Annotated photo localization data
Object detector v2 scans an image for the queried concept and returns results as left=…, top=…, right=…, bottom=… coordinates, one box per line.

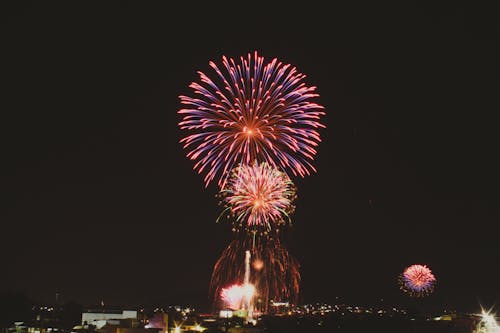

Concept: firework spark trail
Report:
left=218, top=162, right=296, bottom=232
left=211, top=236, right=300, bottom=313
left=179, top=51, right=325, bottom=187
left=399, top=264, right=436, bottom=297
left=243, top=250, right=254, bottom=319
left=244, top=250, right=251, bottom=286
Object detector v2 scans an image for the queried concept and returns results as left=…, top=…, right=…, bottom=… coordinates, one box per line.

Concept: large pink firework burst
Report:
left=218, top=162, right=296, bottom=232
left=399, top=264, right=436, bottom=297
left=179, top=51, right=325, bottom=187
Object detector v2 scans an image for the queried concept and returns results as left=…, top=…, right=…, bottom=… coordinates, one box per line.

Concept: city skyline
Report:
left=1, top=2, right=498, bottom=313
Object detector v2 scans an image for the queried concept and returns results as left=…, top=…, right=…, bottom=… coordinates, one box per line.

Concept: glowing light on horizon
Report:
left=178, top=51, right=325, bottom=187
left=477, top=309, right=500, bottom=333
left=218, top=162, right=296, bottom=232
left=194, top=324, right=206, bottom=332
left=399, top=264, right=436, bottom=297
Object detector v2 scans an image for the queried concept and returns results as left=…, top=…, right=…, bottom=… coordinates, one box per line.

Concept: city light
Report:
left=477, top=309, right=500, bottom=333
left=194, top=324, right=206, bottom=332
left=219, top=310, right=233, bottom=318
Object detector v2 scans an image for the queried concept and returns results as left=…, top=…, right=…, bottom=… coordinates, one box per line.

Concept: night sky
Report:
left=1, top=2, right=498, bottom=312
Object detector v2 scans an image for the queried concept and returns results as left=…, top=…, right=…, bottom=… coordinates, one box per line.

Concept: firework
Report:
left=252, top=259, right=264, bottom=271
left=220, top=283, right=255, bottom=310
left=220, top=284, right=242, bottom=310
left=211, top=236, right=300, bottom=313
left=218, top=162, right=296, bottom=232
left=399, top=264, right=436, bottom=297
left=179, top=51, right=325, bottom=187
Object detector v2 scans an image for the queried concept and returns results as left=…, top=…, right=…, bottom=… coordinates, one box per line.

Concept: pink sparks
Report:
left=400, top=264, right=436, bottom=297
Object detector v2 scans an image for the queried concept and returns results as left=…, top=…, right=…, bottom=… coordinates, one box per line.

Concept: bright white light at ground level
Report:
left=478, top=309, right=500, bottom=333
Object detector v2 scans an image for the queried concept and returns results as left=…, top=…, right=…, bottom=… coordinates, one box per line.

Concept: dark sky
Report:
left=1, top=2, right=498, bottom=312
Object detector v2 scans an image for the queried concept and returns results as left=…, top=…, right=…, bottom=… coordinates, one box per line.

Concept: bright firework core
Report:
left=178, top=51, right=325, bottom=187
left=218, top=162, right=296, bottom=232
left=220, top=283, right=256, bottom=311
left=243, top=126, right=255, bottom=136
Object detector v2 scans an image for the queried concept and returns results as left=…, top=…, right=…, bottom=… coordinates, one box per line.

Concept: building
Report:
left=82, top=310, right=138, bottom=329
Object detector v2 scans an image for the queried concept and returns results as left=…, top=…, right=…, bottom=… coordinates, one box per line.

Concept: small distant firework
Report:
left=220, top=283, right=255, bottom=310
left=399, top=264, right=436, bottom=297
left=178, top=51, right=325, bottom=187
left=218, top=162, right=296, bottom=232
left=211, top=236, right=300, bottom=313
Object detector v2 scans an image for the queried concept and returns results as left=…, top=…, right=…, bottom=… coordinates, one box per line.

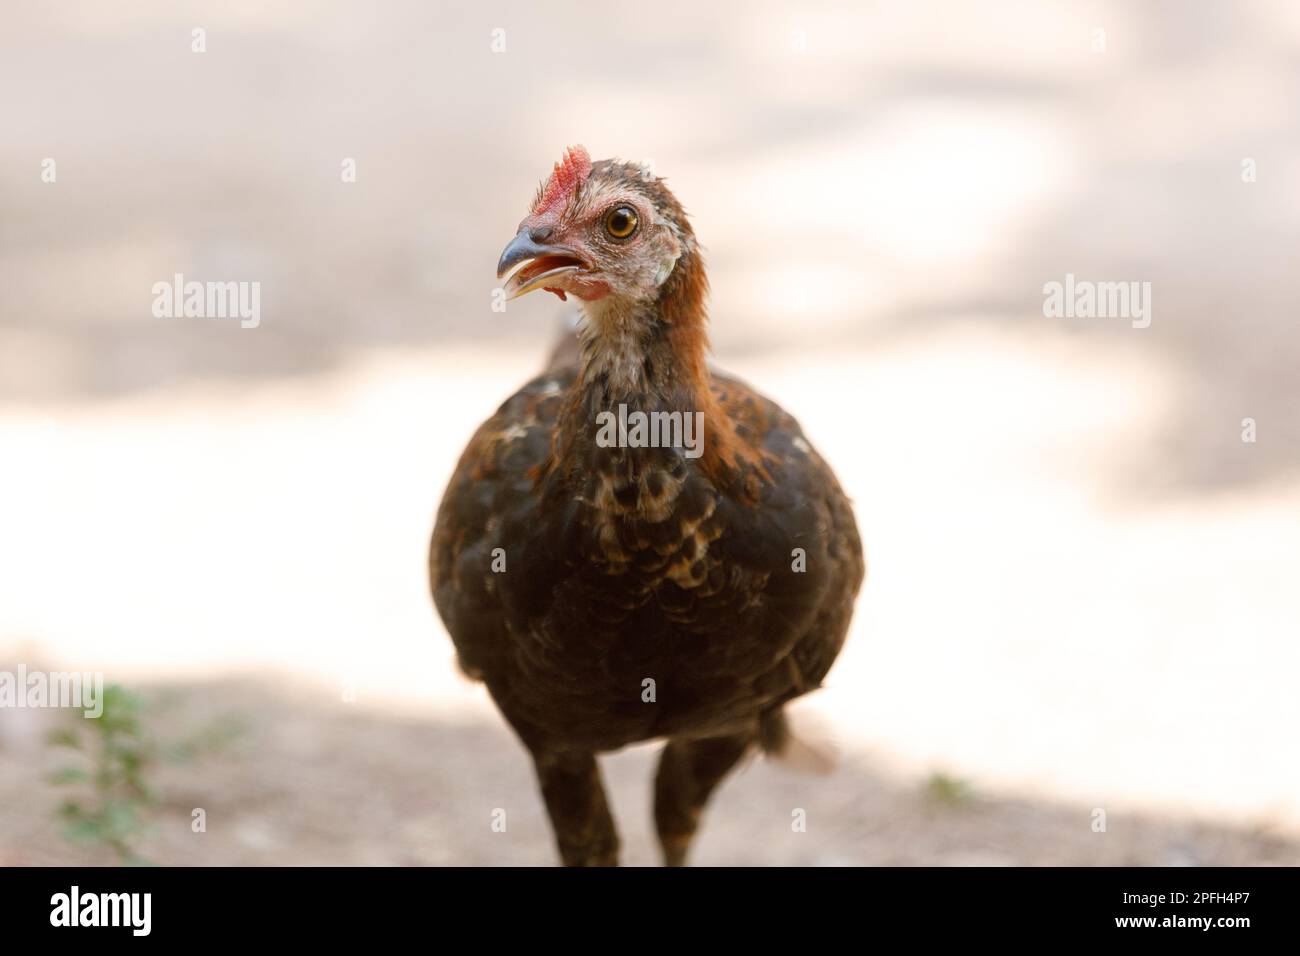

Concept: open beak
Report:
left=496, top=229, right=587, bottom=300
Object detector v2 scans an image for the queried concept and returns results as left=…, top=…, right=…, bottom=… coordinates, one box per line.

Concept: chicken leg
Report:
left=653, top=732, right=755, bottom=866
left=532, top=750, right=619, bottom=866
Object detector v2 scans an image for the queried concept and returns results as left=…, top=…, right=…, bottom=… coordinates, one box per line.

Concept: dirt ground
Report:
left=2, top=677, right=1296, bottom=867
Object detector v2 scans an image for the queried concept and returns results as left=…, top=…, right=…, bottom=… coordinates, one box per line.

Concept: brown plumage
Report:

Task description
Please reproduce each entry exactly as given and omit the pictures.

Solved exercise
Object detector v2 scans an image for the queried concept and returns results as left=…, top=…, right=…, bottom=… coordinates, one box per line.


Concept: firework spark trail
Report:
left=218, top=162, right=296, bottom=232
left=211, top=236, right=300, bottom=313
left=179, top=51, right=325, bottom=187
left=399, top=264, right=436, bottom=297
left=243, top=250, right=254, bottom=319
left=244, top=250, right=251, bottom=286
Object detector v2 scans an image for the queried concept and returns results as left=…, top=…, right=…, bottom=… coordinates, one box per line.

Concept: large pink firework burst
Report:
left=218, top=162, right=296, bottom=232
left=399, top=264, right=436, bottom=297
left=179, top=51, right=325, bottom=187
Object detector v2 scans an image for the queried concept and returns results as left=…, top=…, right=…, bottom=… coordinates, one box per line.

Concept: city skyline
Report:
left=1, top=2, right=498, bottom=313
Object detector v2 scans an image for the queried concept and returns results as left=…, top=…, right=…, bottom=… coordinates, one box per line.

Concept: glowing light on horizon
Report:
left=178, top=51, right=325, bottom=187
left=477, top=309, right=500, bottom=333
left=218, top=162, right=296, bottom=232
left=194, top=324, right=206, bottom=332
left=399, top=264, right=436, bottom=297
Object detector v2 scans an image for the queried concept and returns results as left=…, top=…, right=…, bottom=… coordinates, one box per line.

Concept: city light
Report:
left=477, top=309, right=500, bottom=333
left=194, top=324, right=206, bottom=332
left=219, top=310, right=233, bottom=318
Object detector v2 scans an image for the queried concept and returns results as left=…, top=…, right=…, bottom=… coordinates, one box per line.

Concept: night sky
Report:
left=1, top=2, right=498, bottom=312
Object detector v2 scans an image for the queried concept and returns results as left=…, top=…, right=…, bottom=… coordinates, one box per line.

Concept: firework
Report:
left=252, top=259, right=264, bottom=271
left=220, top=283, right=255, bottom=310
left=220, top=284, right=242, bottom=310
left=211, top=236, right=300, bottom=313
left=218, top=162, right=296, bottom=232
left=399, top=264, right=436, bottom=297
left=179, top=51, right=325, bottom=187
Object detector v2 scans an image for the queried concept and returns results as left=…, top=…, right=…, bottom=… coordinates, one box per line.

Concept: pink sparks
Report:
left=400, top=264, right=436, bottom=297
Object detector v2 scans an image for the queried concept and returns results as left=…, top=…, right=…, bottom=… coordinates, one box per line.

Concept: bright white light at ground level
Report:
left=478, top=309, right=500, bottom=333
Object detector v2 scans an image for the queried concept and returns results as left=…, top=…, right=…, bottom=… coordinates, one box per line.

Concept: dark sky
Report:
left=1, top=2, right=498, bottom=312
Object detector v2 scans an image for the queried concept and returns results as left=…, top=…, right=…, bottom=… coordinates, one box per line.

Concept: bright firework core
Report:
left=178, top=51, right=325, bottom=187
left=218, top=162, right=296, bottom=232
left=220, top=283, right=256, bottom=311
left=243, top=126, right=255, bottom=136
Object detector v2 scans an image for the queried concept and returns results as left=…, top=…, right=…, bottom=… coordinates, one box per line.

Concept: building
Report:
left=82, top=310, right=138, bottom=329
Object detector v2 scans an image for the queried concept and returns results as left=…, top=…, right=…, bottom=… coordinates, one box per line.

Concept: small distant firework
Report:
left=220, top=283, right=255, bottom=310
left=399, top=264, right=436, bottom=297
left=178, top=51, right=325, bottom=187
left=218, top=162, right=296, bottom=232
left=211, top=236, right=300, bottom=313
Object detector v2 scans an image for the queried concept and returns results as left=…, top=…, right=…, bottom=… coordinates, one box per line.


Concept: open beak
Report:
left=496, top=229, right=587, bottom=300
Object detector v2 scans an image for the queried concept and returns results as left=…, top=…, right=…, bottom=… coordinates, one box per line.

Concept: chicken leg
Report:
left=653, top=732, right=755, bottom=866
left=532, top=750, right=619, bottom=866
Object detector v2 scans an image for the queried concept and returns results as left=…, top=…, right=…, bottom=… coordinates, one box per line.

Concept: dirt ground
Report:
left=2, top=677, right=1296, bottom=867
Object detector v2 scans an image for the queried concept and returns results as left=…, top=…, right=…, bottom=… coordinates, one box per line.

Concept: brown plumage
Report:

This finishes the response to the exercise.